- **Text passage**

Markets in Asia were volatile as negotiators from the United States and Iran engaged in what appeared to be on-again, off-again talks that nonetheless yielded signs of progress, even after a fresh escalation in rhetoric. President Trump threatened renewed attacks on Iran, and Tehran initially said it had closed the Strait of Hormuz again, creating immediate concern for oil supply routes and shipping traffic.

Following the initial flare-up, Iranian negotiators described the first session as having actually produced progress. Officials from Oman and Pakistan said a committee is being formed to manage the discussions, with the objective of reaching a deal within 60 days. The exact status of the strait remained unclear: U.S. Central Command reported 55 vessels had transited on Saturday, while ship-tracking data showed 32 the day before, indicating a slowdown in shipping activity around the waterway.

Iran also indicated a mechanism might be established to oversee the strategic channel, with the suggestion that some form of fee on shipping could be part of any arrangement. The prospect of a managed mechanism and the intermittent threat to transit routes pressured oil markets; Brent reversed earlier gains and fell about 2.5% to trade below $79.00 a barrel, while Asian equities moved higher on the apparent thaw in talks.

- **Extracted entries**
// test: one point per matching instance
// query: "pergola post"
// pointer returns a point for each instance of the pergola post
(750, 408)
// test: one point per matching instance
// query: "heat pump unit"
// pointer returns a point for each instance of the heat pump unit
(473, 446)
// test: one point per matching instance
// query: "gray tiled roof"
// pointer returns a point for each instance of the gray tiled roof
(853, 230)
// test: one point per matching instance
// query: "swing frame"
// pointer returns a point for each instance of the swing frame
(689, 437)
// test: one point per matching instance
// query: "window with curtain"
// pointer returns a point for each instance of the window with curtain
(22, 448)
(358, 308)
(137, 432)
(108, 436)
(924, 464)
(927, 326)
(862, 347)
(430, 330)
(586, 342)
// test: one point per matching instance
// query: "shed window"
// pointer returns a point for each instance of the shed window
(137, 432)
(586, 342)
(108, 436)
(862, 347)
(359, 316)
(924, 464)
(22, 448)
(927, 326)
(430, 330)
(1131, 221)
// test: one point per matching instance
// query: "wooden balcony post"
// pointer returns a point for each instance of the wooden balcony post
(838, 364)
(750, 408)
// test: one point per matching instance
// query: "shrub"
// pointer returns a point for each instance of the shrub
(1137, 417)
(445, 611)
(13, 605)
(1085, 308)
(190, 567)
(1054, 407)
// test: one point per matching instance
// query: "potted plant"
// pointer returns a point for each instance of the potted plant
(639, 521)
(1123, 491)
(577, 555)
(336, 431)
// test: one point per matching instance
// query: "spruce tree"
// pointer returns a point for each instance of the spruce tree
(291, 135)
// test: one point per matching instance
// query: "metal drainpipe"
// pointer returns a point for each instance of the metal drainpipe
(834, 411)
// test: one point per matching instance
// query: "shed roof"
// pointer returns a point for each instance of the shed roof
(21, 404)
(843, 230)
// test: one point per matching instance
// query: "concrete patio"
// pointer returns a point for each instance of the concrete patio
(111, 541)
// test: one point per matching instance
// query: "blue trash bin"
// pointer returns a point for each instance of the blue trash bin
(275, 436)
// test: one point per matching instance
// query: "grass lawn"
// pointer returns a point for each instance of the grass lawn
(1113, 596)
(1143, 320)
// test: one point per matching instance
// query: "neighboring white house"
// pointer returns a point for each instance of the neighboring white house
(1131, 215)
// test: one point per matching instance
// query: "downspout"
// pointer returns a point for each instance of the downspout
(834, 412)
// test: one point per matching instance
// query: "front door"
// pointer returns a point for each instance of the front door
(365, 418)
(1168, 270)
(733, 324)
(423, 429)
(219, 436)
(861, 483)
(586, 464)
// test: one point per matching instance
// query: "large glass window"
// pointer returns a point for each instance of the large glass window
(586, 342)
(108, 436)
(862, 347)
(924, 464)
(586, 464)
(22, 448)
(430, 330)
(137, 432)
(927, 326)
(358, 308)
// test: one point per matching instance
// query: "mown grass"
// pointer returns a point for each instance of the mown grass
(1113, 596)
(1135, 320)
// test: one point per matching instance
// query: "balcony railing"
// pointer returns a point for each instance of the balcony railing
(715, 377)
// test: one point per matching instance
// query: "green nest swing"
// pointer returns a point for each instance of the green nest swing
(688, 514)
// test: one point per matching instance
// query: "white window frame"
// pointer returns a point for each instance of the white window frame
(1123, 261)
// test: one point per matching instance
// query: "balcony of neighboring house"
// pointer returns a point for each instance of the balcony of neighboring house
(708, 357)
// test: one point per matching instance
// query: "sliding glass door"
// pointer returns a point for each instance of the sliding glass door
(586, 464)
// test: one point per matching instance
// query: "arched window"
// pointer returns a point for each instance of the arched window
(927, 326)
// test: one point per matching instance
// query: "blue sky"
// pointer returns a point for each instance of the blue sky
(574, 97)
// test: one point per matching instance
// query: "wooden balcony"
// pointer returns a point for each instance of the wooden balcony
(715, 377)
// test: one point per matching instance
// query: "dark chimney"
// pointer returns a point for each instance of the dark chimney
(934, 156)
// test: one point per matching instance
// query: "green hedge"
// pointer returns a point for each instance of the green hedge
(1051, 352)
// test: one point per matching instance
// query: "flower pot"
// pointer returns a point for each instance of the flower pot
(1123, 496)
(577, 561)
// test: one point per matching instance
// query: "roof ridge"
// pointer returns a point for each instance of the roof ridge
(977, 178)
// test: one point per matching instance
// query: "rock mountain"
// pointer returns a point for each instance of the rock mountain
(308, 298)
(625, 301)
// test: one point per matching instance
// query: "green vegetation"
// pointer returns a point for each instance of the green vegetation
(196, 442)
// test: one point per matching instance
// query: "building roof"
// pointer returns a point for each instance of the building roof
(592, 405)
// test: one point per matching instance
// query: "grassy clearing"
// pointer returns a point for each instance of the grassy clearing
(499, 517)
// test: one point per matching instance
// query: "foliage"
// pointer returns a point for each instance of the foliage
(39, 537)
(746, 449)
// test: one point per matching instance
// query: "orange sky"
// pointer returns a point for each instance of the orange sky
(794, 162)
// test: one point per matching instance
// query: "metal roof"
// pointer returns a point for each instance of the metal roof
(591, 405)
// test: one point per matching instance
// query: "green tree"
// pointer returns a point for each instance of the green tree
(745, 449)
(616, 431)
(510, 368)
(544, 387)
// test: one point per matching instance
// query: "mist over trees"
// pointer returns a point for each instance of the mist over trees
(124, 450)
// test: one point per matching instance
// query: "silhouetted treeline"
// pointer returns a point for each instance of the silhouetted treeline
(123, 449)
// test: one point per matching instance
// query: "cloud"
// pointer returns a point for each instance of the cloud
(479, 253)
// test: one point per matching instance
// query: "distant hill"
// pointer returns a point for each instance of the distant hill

- **Tasks to perform**
1: Which countries does the report on U.S.-Iran talks and Asian markets name?
2: Continue the report on U.S.-Iran talks and Asian markets from where it stops.
The lines have no part in this.

- **Results in order**
1: United States, Iran, Oman, Pakistan

2:
Across financial markets, Wall Street futures and U.S. Treasuries retreated from earlier declines as investors assessed the geopolitical developments alongside monetary policy risks. Futures markets imply roughly a 75% probability of a Fed rate rise as early as September and about 41 basis points of additional tightening by year-end. Short-term interest-rate sensitive instruments reflected those expectations: the yield on the two-year Treasury reached 4.2276%, the highest level since early 2025.

Political noise from the U.K. added another layer of uncertainty. President Trump posted that Prime Minister Keir Starmer was set to resign, following multiple media reports that Starmer would step aside to allow a leadership contest for rival Andy Burnham, who won an election for a parliamentary seat decisively last week. If the reports are accurate, Burnham is widely seen as likely to assume the top job and to overhaul the cabinet, potentially replacing finance minister Rachel Reeves. The gilt market is uncertain about Burnham's commitment to fiscal discipline and is concerned he could pursue increased spending and borrowing.

Key events likely to steer markets on Monday include remarks from Federal Reserve Board Governor Christopher Waller, speeches by European Central Bank President Christine Lagarde and EU Economy Commissioner Valdis Dombrovskis, the European Union's consumer confidence reading for June, and Canadian inflation data for May.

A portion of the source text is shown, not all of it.